Task: Copy every item below character for character, leaving out the pictures.

Material shown:
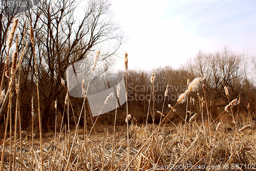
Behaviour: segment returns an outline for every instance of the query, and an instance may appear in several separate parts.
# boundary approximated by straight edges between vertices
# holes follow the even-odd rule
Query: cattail
[[[91,71],[92,71],[92,72],[93,72],[93,71],[95,69],[96,65],[97,63],[97,62],[98,61],[98,59],[99,58],[100,53],[100,51],[99,50],[96,51],[95,56],[94,56],[94,60],[93,61],[93,65],[92,66],[92,68],[91,68]]]
[[[221,126],[221,122],[219,122],[219,123],[217,125],[217,126],[216,127],[216,131],[219,131],[220,126]]]
[[[86,94],[86,88],[84,87],[84,79],[82,80],[82,94],[84,94],[85,96]]]
[[[162,113],[161,113],[159,111],[157,111],[157,112],[158,113],[159,113],[159,114],[160,114],[161,115],[162,115],[162,116],[163,116],[163,117],[165,117],[165,116],[164,116],[164,114],[163,114]]]
[[[244,127],[242,127],[242,128],[240,129],[239,129],[239,130],[238,130],[238,131],[239,131],[239,132],[243,131],[244,131],[244,130],[246,130],[246,129],[248,129],[248,128],[250,127],[251,126],[251,125],[250,125],[250,125],[245,125],[245,126],[244,126]]]
[[[118,83],[118,86],[117,86],[117,89],[116,91],[116,96],[117,97],[119,97],[119,93],[120,93],[120,83]]]
[[[199,86],[199,83],[200,83],[200,81],[201,80],[201,77],[195,78],[188,86],[188,88],[187,90],[187,91],[188,92],[187,93],[191,91],[194,91],[195,90],[197,89]]]
[[[15,32],[16,29],[17,28],[17,26],[18,25],[18,18],[16,18],[13,19],[13,24],[12,25],[12,30],[9,33],[8,38],[7,39],[7,46],[9,48],[12,46],[12,41],[13,40],[13,37],[14,37],[14,33]]]
[[[124,69],[125,70],[128,69],[128,54],[126,52],[124,54]]]
[[[113,93],[110,93],[110,95],[106,97],[106,100],[105,100],[104,103],[106,104],[106,103],[108,103],[108,101],[110,99],[110,98],[113,96]]]
[[[190,122],[190,121],[191,121],[194,118],[195,118],[196,117],[196,116],[197,116],[197,113],[196,113],[196,114],[195,115],[192,116],[192,117],[189,119],[189,121],[188,121],[188,122]]]
[[[16,90],[16,93],[18,93],[18,79],[16,78],[16,80],[15,80],[15,82],[16,82],[16,83],[15,83],[15,90]]]
[[[151,78],[150,79],[150,82],[151,82],[151,83],[153,83],[154,82],[154,80],[155,79],[155,74],[153,72],[153,74],[152,74],[152,76],[151,76]]]
[[[34,108],[34,96],[32,96],[32,98],[31,99],[31,115],[32,117],[34,117],[35,116],[35,110]]]
[[[58,104],[58,101],[57,100],[55,100],[55,103],[54,104],[54,108],[57,109],[57,105]]]
[[[229,108],[237,104],[237,102],[238,102],[238,99],[234,99],[233,100],[232,100],[231,102],[230,102],[228,105],[226,105],[225,107],[225,111],[227,111],[228,109],[229,109]]]
[[[35,38],[34,36],[34,30],[33,29],[33,27],[30,26],[30,41],[31,42],[32,47],[35,45]]]
[[[225,86],[224,90],[225,90],[225,94],[226,94],[227,96],[228,96],[228,90],[227,89],[227,87]]]
[[[128,115],[127,118],[125,119],[125,122],[128,123],[128,121],[132,118],[130,114]]]
[[[15,73],[16,70],[17,57],[18,57],[18,53],[17,52],[15,52],[12,53],[12,68],[11,69],[11,74],[14,74]]]
[[[192,82],[189,83],[188,87],[187,88],[187,90],[186,90],[184,93],[181,94],[179,96],[179,99],[177,100],[177,102],[180,102],[181,103],[184,102],[186,99],[186,95],[188,94],[190,92],[194,91],[195,89],[197,89],[201,80],[201,77],[195,78],[192,81]]]
[[[9,78],[9,77],[10,76],[10,73],[9,71],[9,63],[6,63],[6,67],[5,67],[5,75],[6,77]]]
[[[62,84],[63,87],[65,87],[65,80],[62,78],[61,78],[61,84]]]
[[[65,104],[68,104],[68,100],[69,100],[69,92],[67,92],[67,95],[65,98]]]
[[[0,104],[3,103],[4,99],[5,97],[5,90],[3,90],[1,92],[1,94],[0,95]]]
[[[164,93],[164,96],[166,97],[168,94],[168,88],[169,88],[169,84],[167,84],[166,90],[165,90],[165,93]]]
[[[180,102],[181,103],[182,103],[184,102],[187,99],[187,94],[186,92],[184,93],[181,94],[179,96],[179,99],[177,100],[177,102],[179,103]]]
[[[91,164],[90,164],[90,162],[87,162],[86,164],[86,167],[88,169],[91,169]]]

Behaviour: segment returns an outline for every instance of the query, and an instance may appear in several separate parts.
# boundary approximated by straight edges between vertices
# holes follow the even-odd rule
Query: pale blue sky
[[[119,53],[128,53],[131,69],[178,68],[199,50],[225,46],[256,54],[255,1],[113,0],[112,9],[127,38]]]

Response:
Behaviour: segment returns an outline for every instance of the query, and an instance may appear in several separate parts.
# boundary approximated by straight edges between vertices
# holes follow the even-odd rule
Query: cattail
[[[91,71],[92,71],[92,72],[93,72],[93,71],[95,69],[96,65],[97,63],[97,62],[98,61],[98,59],[99,58],[100,53],[100,51],[99,50],[96,51],[95,56],[94,56],[94,60],[93,61],[93,65],[92,66],[92,68],[91,68]]]
[[[221,126],[221,122],[219,122],[219,123],[217,125],[217,126],[216,127],[216,131],[219,131],[220,126]]]
[[[86,94],[86,88],[84,87],[84,79],[82,80],[82,94],[84,94],[85,96]]]
[[[162,113],[161,113],[159,111],[157,111],[157,112],[158,113],[159,113],[159,114],[160,114],[161,115],[162,115],[162,116],[163,116],[163,117],[165,117],[165,116],[164,116],[164,114],[163,114]]]
[[[244,127],[242,127],[242,128],[240,129],[239,129],[239,130],[238,130],[238,131],[239,131],[239,132],[243,131],[244,131],[244,130],[246,130],[246,129],[248,129],[248,128],[250,127],[251,126],[251,125],[250,125],[250,125],[245,125],[245,126],[244,126]]]
[[[118,83],[118,86],[117,86],[117,89],[116,91],[116,96],[117,97],[119,97],[119,93],[120,93],[120,83]]]
[[[199,86],[199,83],[200,83],[200,81],[201,80],[201,77],[195,78],[188,86],[188,88],[187,90],[187,91],[188,92],[187,93],[191,91],[194,91],[195,90],[197,89]]]
[[[15,32],[16,29],[17,28],[17,26],[18,25],[18,18],[16,18],[13,19],[13,24],[12,25],[12,30],[9,33],[8,38],[7,39],[7,46],[9,48],[12,46],[12,41],[13,40],[13,37],[14,37],[14,33]]]
[[[124,69],[125,70],[128,69],[128,54],[126,52],[124,54]]]
[[[113,93],[110,93],[110,95],[106,97],[106,100],[105,100],[104,103],[106,104],[106,103],[108,103],[108,101],[110,99],[110,98],[113,96]]]
[[[190,122],[190,121],[191,121],[194,118],[195,118],[196,117],[196,116],[197,116],[197,113],[196,113],[196,114],[195,115],[192,116],[192,117],[189,119],[189,121],[188,121],[188,122]]]
[[[16,90],[16,93],[18,93],[18,79],[16,78],[16,80],[15,80],[15,82],[16,82],[16,83],[15,83],[15,90]]]
[[[151,78],[150,79],[150,82],[151,82],[151,83],[153,83],[154,82],[154,80],[155,79],[155,74],[153,72],[153,74],[152,74],[152,76],[151,76]]]
[[[34,108],[34,96],[32,96],[32,98],[31,99],[31,115],[32,117],[34,117],[35,116],[35,110]]]
[[[58,104],[58,101],[57,100],[55,100],[55,103],[54,104],[54,108],[57,109],[57,105]]]
[[[229,108],[237,104],[237,102],[238,102],[238,99],[234,99],[233,100],[232,100],[231,102],[230,102],[228,105],[226,105],[225,107],[225,111],[227,111],[228,109],[229,109]]]
[[[35,38],[34,36],[34,30],[33,29],[33,27],[30,26],[30,41],[31,42],[32,47],[35,45]]]
[[[225,86],[224,90],[225,90],[225,94],[226,94],[227,96],[228,96],[228,90],[227,89],[227,87]]]
[[[128,115],[127,118],[125,119],[125,122],[128,123],[128,121],[132,118],[130,114]]]
[[[15,73],[16,70],[17,57],[18,57],[18,53],[17,52],[15,52],[12,53],[12,68],[11,69],[11,74],[14,74]]]
[[[192,82],[189,83],[188,87],[187,88],[187,90],[186,90],[184,93],[181,94],[179,96],[179,99],[177,100],[177,102],[180,102],[181,103],[184,102],[186,99],[186,95],[188,94],[190,92],[194,91],[195,89],[197,89],[201,80],[201,77],[195,78],[192,81]]]
[[[9,78],[9,77],[10,76],[10,73],[9,71],[9,63],[6,63],[6,67],[5,67],[5,75],[6,77]]]
[[[62,84],[63,87],[65,87],[65,80],[62,78],[61,78],[61,84]]]
[[[65,104],[68,104],[68,100],[69,100],[69,92],[67,92],[67,95],[65,98]]]
[[[0,104],[3,103],[4,99],[5,97],[5,90],[3,90],[1,92],[1,94],[0,95]]]
[[[164,93],[164,96],[166,97],[168,94],[168,88],[169,88],[169,84],[167,84],[166,90],[165,90],[165,93]]]
[[[180,102],[181,103],[182,103],[184,102],[187,99],[187,94],[186,92],[184,93],[181,94],[179,96],[179,99],[177,100],[177,102],[179,103]]]
[[[91,164],[90,164],[90,162],[87,162],[86,164],[86,167],[88,169],[91,169]]]

Behaviour: segment returns an outline for every instance of the query, and an instance may appear in several separate parts.
# boundary approximated by straight edges between vertices
# holes follow the even-odd rule
Query: pale blue sky
[[[119,53],[128,53],[131,69],[178,68],[199,50],[225,46],[256,54],[255,1],[113,0],[112,9],[127,38]]]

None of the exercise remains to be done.